The problem: Images excluded, repeat each entry below exactly.

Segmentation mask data
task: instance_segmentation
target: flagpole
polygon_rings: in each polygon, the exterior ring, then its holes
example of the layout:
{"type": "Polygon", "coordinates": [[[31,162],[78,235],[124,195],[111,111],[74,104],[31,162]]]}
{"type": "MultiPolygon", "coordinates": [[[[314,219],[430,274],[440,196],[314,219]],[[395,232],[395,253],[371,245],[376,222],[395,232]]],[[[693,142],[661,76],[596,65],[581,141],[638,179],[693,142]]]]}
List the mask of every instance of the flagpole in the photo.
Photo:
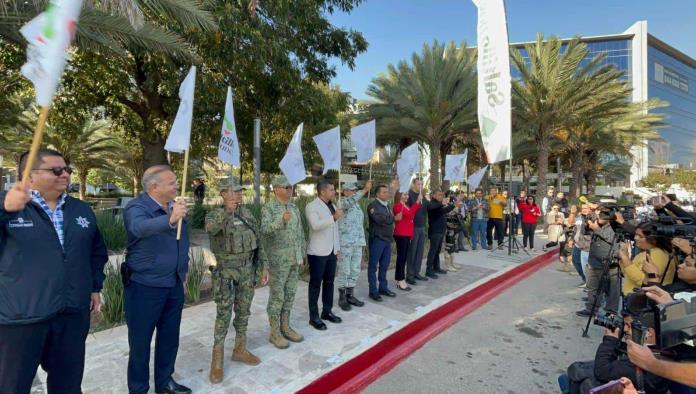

Finished exercise:
task: instance_segmentation
target: flagpole
polygon_rings: in each polygon, the exterior ring, then its holes
example of the layout:
{"type": "Polygon", "coordinates": [[[31,162],[78,235],[124,195],[111,111],[74,104],[31,162]]]}
{"type": "MultiPolygon", "coordinates": [[[[314,219],[430,274],[440,196],[314,219]],[[395,232],[395,253],[371,245],[376,222],[395,232]]],[[[693,142],[661,76],[596,65],[581,141],[638,179],[693,142]]]]}
List the mask of every instance of the flagpole in the photo.
Photo:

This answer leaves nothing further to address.